(Stated problem) Update the rows from the line containing "Place a point on the wicker" through the line containing "<point>242,373</point>", inclusive, by replacing "shoe rack shelf" with "shoe shelf" and leaving everything else unchanged.

(Pointing dataset records)
____________________
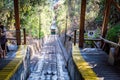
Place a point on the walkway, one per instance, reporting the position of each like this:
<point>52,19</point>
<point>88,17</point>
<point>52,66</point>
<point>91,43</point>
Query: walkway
<point>98,60</point>
<point>49,63</point>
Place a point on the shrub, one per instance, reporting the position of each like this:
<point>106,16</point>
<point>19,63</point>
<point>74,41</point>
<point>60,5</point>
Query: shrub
<point>113,33</point>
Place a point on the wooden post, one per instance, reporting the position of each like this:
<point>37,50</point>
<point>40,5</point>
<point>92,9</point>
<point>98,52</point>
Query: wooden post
<point>24,34</point>
<point>82,21</point>
<point>17,22</point>
<point>106,17</point>
<point>75,36</point>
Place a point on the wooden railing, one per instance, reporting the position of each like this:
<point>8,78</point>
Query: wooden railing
<point>14,38</point>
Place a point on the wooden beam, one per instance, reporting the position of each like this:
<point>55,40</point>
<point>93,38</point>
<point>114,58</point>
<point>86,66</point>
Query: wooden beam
<point>116,5</point>
<point>17,22</point>
<point>106,17</point>
<point>82,21</point>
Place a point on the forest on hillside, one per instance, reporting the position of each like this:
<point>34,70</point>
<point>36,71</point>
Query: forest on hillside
<point>37,16</point>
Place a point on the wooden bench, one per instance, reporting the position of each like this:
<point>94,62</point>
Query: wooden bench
<point>83,67</point>
<point>9,70</point>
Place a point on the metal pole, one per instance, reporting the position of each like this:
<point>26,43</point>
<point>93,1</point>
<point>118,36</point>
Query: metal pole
<point>82,21</point>
<point>24,33</point>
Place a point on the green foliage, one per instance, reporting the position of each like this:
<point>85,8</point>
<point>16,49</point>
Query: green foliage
<point>113,33</point>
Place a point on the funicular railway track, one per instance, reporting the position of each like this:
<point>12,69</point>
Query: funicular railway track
<point>51,64</point>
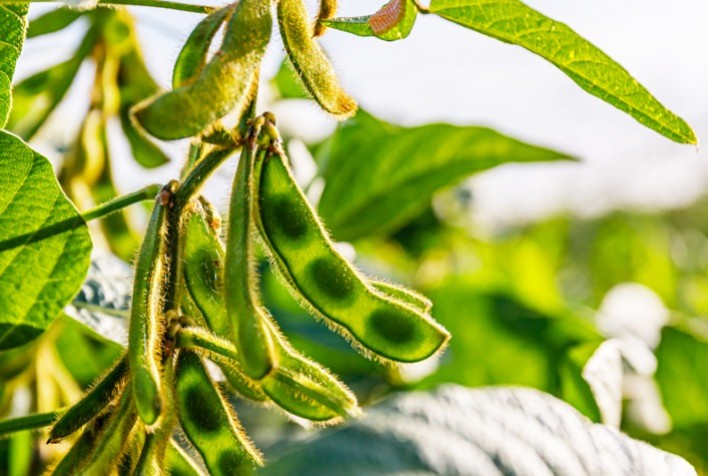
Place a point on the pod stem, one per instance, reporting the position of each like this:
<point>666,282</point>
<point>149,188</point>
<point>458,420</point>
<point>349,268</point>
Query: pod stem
<point>191,337</point>
<point>118,203</point>
<point>183,7</point>
<point>29,422</point>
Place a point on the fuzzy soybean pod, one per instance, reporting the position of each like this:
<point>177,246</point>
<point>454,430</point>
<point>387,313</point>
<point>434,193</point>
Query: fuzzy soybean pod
<point>223,86</point>
<point>203,274</point>
<point>91,404</point>
<point>327,284</point>
<point>298,385</point>
<point>306,389</point>
<point>81,449</point>
<point>114,439</point>
<point>309,60</point>
<point>179,463</point>
<point>408,296</point>
<point>209,423</point>
<point>246,315</point>
<point>328,9</point>
<point>146,314</point>
<point>193,56</point>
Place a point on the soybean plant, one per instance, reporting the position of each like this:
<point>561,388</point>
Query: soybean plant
<point>196,296</point>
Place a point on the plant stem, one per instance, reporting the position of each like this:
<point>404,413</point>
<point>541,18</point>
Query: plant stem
<point>184,7</point>
<point>198,175</point>
<point>106,208</point>
<point>191,337</point>
<point>29,422</point>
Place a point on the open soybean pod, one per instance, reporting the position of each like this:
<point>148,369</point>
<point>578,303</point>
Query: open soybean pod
<point>309,60</point>
<point>193,56</point>
<point>327,284</point>
<point>209,423</point>
<point>304,388</point>
<point>328,9</point>
<point>224,84</point>
<point>81,449</point>
<point>179,463</point>
<point>146,314</point>
<point>408,296</point>
<point>203,276</point>
<point>114,440</point>
<point>91,404</point>
<point>247,317</point>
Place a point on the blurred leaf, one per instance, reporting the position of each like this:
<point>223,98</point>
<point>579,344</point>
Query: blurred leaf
<point>44,244</point>
<point>53,21</point>
<point>286,82</point>
<point>13,24</point>
<point>513,22</point>
<point>682,376</point>
<point>379,176</point>
<point>103,302</point>
<point>493,333</point>
<point>361,26</point>
<point>135,84</point>
<point>454,430</point>
<point>84,355</point>
<point>38,95</point>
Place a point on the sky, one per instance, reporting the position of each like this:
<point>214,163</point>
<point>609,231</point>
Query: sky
<point>443,72</point>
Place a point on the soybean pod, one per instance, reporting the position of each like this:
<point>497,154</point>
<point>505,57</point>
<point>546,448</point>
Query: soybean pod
<point>114,440</point>
<point>209,423</point>
<point>306,389</point>
<point>179,463</point>
<point>91,404</point>
<point>246,315</point>
<point>203,274</point>
<point>81,449</point>
<point>310,62</point>
<point>408,296</point>
<point>146,319</point>
<point>328,9</point>
<point>193,56</point>
<point>224,85</point>
<point>326,284</point>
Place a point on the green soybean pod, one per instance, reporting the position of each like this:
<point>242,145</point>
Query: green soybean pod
<point>193,55</point>
<point>310,62</point>
<point>328,9</point>
<point>409,296</point>
<point>223,86</point>
<point>179,463</point>
<point>91,404</point>
<point>150,462</point>
<point>222,352</point>
<point>306,389</point>
<point>82,448</point>
<point>327,284</point>
<point>203,272</point>
<point>114,439</point>
<point>146,319</point>
<point>209,423</point>
<point>247,316</point>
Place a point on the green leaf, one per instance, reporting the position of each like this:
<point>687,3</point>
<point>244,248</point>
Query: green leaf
<point>53,21</point>
<point>513,22</point>
<point>286,82</point>
<point>44,244</point>
<point>380,176</point>
<point>455,430</point>
<point>35,97</point>
<point>13,24</point>
<point>683,377</point>
<point>361,26</point>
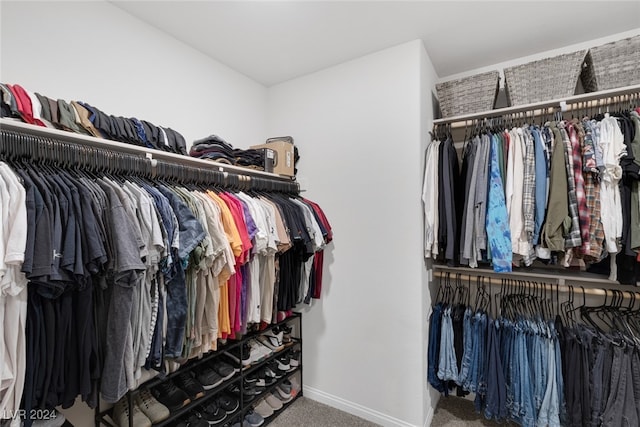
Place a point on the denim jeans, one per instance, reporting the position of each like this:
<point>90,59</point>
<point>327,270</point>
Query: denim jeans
<point>434,349</point>
<point>447,366</point>
<point>495,401</point>
<point>469,340</point>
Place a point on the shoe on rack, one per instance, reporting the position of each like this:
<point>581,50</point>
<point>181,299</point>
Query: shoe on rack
<point>227,402</point>
<point>189,385</point>
<point>286,334</point>
<point>240,353</point>
<point>122,412</point>
<point>274,402</point>
<point>271,343</point>
<point>282,395</point>
<point>294,358</point>
<point>223,369</point>
<point>195,420</point>
<point>213,414</point>
<point>295,386</point>
<point>208,377</point>
<point>254,419</point>
<point>286,386</point>
<point>283,363</point>
<point>273,366</point>
<point>170,396</point>
<point>153,409</point>
<point>263,409</point>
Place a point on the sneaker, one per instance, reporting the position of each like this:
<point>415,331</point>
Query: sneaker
<point>227,402</point>
<point>213,414</point>
<point>294,358</point>
<point>282,395</point>
<point>263,409</point>
<point>254,419</point>
<point>153,409</point>
<point>208,378</point>
<point>195,420</point>
<point>240,353</point>
<point>170,396</point>
<point>274,402</point>
<point>273,366</point>
<point>286,386</point>
<point>122,412</point>
<point>271,343</point>
<point>186,382</point>
<point>286,333</point>
<point>283,363</point>
<point>225,370</point>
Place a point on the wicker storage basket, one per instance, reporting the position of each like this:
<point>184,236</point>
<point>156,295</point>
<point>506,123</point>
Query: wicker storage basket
<point>549,78</point>
<point>469,95</point>
<point>617,64</point>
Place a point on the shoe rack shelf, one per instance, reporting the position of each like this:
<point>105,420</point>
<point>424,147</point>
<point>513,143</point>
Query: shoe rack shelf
<point>242,373</point>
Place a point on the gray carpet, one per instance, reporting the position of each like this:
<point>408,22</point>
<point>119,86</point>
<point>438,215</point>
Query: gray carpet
<point>450,412</point>
<point>309,413</point>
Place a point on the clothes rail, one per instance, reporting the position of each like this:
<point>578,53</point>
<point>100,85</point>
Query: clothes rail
<point>539,108</point>
<point>91,141</point>
<point>587,280</point>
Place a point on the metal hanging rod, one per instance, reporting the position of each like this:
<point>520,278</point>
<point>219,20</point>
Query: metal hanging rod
<point>544,105</point>
<point>587,280</point>
<point>152,154</point>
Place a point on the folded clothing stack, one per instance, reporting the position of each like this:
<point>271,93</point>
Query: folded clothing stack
<point>215,148</point>
<point>80,117</point>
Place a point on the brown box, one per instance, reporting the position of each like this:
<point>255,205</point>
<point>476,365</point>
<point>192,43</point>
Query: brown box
<point>283,159</point>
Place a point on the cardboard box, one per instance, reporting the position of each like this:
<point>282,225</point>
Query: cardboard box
<point>281,152</point>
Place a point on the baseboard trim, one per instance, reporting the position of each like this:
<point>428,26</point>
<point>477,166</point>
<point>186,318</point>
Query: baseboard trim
<point>355,409</point>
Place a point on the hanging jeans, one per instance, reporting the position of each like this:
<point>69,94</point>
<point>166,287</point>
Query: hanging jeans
<point>434,349</point>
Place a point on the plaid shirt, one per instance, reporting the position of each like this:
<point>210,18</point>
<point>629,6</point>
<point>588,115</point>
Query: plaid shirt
<point>592,195</point>
<point>576,136</point>
<point>528,201</point>
<point>572,240</point>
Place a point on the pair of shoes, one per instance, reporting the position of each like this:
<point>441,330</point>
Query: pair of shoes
<point>274,402</point>
<point>263,409</point>
<point>253,419</point>
<point>208,377</point>
<point>294,358</point>
<point>223,369</point>
<point>170,396</point>
<point>258,351</point>
<point>283,393</point>
<point>212,413</point>
<point>122,412</point>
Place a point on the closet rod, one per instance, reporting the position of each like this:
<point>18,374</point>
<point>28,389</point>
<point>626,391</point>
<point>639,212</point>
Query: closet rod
<point>91,141</point>
<point>571,278</point>
<point>555,103</point>
<point>600,291</point>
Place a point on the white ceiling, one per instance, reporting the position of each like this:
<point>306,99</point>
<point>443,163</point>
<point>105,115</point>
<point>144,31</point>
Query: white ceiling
<point>275,41</point>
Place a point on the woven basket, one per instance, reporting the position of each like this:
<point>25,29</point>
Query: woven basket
<point>617,64</point>
<point>549,78</point>
<point>469,95</point>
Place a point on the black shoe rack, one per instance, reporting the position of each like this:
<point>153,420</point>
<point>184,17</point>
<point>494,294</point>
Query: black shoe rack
<point>104,417</point>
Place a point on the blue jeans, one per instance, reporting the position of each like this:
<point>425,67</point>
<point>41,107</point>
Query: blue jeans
<point>434,349</point>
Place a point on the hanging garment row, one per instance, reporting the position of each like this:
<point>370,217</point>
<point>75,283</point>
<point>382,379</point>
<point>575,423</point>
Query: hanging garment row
<point>565,191</point>
<point>125,272</point>
<point>535,362</point>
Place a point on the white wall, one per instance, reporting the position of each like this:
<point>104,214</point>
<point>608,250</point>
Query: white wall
<point>359,130</point>
<point>95,52</point>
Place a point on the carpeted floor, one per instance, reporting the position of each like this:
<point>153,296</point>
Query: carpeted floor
<point>309,413</point>
<point>450,412</point>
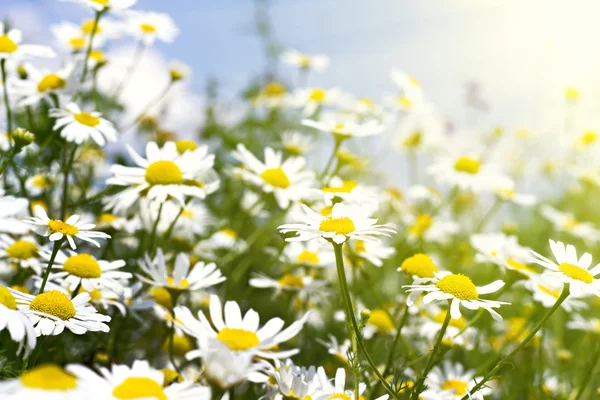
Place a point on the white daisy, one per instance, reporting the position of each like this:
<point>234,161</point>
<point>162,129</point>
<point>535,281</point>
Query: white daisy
<point>18,325</point>
<point>164,174</point>
<point>568,269</point>
<point>345,222</point>
<point>240,334</point>
<point>201,275</point>
<point>77,126</point>
<point>52,311</point>
<point>288,180</point>
<point>459,289</point>
<point>72,228</point>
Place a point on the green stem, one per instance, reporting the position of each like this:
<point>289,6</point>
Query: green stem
<point>433,355</point>
<point>499,364</point>
<point>55,249</point>
<point>356,334</point>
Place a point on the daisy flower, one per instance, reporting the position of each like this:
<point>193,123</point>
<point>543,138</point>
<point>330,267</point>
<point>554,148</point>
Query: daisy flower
<point>201,275</point>
<point>164,174</point>
<point>237,333</point>
<point>12,49</point>
<point>45,381</point>
<point>58,230</point>
<point>140,381</point>
<point>457,288</point>
<point>150,26</point>
<point>568,269</point>
<point>86,270</point>
<point>345,222</point>
<point>18,325</point>
<point>52,311</point>
<point>293,57</point>
<point>77,126</point>
<point>288,180</point>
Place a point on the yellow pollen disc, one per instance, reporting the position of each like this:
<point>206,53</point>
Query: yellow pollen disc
<point>420,265</point>
<point>88,26</point>
<point>83,266</point>
<point>182,284</point>
<point>51,82</point>
<point>575,272</point>
<point>238,339</point>
<point>459,387</point>
<point>307,257</point>
<point>381,320</point>
<point>276,177</point>
<point>62,227</point>
<point>48,377</point>
<point>77,43</point>
<point>7,45</point>
<point>340,226</point>
<point>163,173</point>
<point>347,187</point>
<point>87,119</point>
<point>318,95</point>
<point>54,303</point>
<point>467,165</point>
<point>459,286</point>
<point>185,145</point>
<point>139,388</point>
<point>290,280</point>
<point>7,299</point>
<point>22,250</point>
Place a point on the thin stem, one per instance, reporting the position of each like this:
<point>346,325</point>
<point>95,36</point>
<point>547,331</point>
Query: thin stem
<point>339,261</point>
<point>492,373</point>
<point>55,249</point>
<point>433,354</point>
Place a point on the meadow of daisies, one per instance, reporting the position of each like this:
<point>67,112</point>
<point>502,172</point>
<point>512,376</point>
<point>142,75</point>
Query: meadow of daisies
<point>268,256</point>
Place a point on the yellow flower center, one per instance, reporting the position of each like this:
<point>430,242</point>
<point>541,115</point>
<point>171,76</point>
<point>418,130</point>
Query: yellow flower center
<point>139,388</point>
<point>182,284</point>
<point>7,45</point>
<point>7,299</point>
<point>420,265</point>
<point>290,280</point>
<point>56,225</point>
<point>346,187</point>
<point>48,377</point>
<point>575,272</point>
<point>22,250</point>
<point>276,177</point>
<point>88,26</point>
<point>459,387</point>
<point>340,226</point>
<point>185,145</point>
<point>238,339</point>
<point>467,165</point>
<point>317,95</point>
<point>51,82</point>
<point>83,266</point>
<point>459,286</point>
<point>381,320</point>
<point>54,303</point>
<point>163,173</point>
<point>307,257</point>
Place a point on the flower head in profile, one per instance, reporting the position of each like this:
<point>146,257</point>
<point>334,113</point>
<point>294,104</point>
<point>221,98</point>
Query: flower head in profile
<point>345,222</point>
<point>71,228</point>
<point>569,269</point>
<point>457,288</point>
<point>77,126</point>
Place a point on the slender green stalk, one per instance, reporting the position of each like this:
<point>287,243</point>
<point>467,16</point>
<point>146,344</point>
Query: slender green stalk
<point>489,375</point>
<point>55,249</point>
<point>356,334</point>
<point>433,355</point>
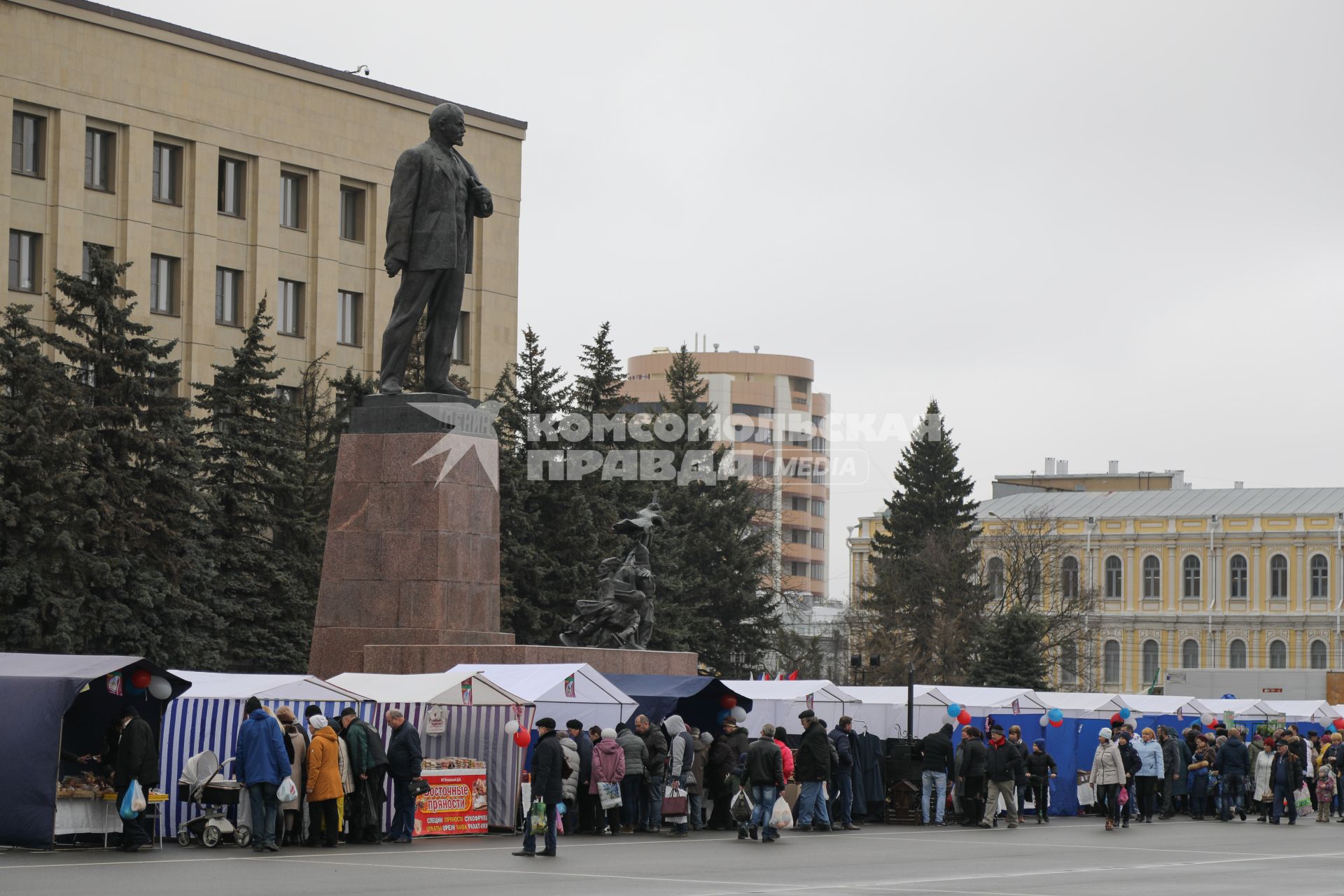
____________________
(Reply to the task)
Place a point on the wicker storage basket, one per instance, reporting the position of each like this:
<point>184,236</point>
<point>156,295</point>
<point>506,123</point>
Query: wicker storage basket
<point>549,78</point>
<point>469,95</point>
<point>617,64</point>
Place a point on the shoe shelf, one per instance, reporting the position of each like this:
<point>105,420</point>
<point>424,147</point>
<point>513,143</point>
Query: shoe shelf
<point>242,373</point>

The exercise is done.